[Dataset excerpts]
[Start of Attachment]

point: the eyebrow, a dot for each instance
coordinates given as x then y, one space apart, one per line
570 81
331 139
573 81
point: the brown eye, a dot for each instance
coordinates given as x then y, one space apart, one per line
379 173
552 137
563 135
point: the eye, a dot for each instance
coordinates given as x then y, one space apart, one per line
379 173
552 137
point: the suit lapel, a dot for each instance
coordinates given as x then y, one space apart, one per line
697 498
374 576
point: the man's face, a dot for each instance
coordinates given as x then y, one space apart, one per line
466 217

[End of Attachment]

• **Brief**:
Wherever the word "point" turns up in the records, copy out the line it is on.

• **Solution to the problem**:
point: the eyebrow, a dot for each instance
point: the brown eye, a dot for each instance
point: the eye, a dot for each instance
point: the suit lapel, a dot for each instance
point: the man's face, a dot for each instance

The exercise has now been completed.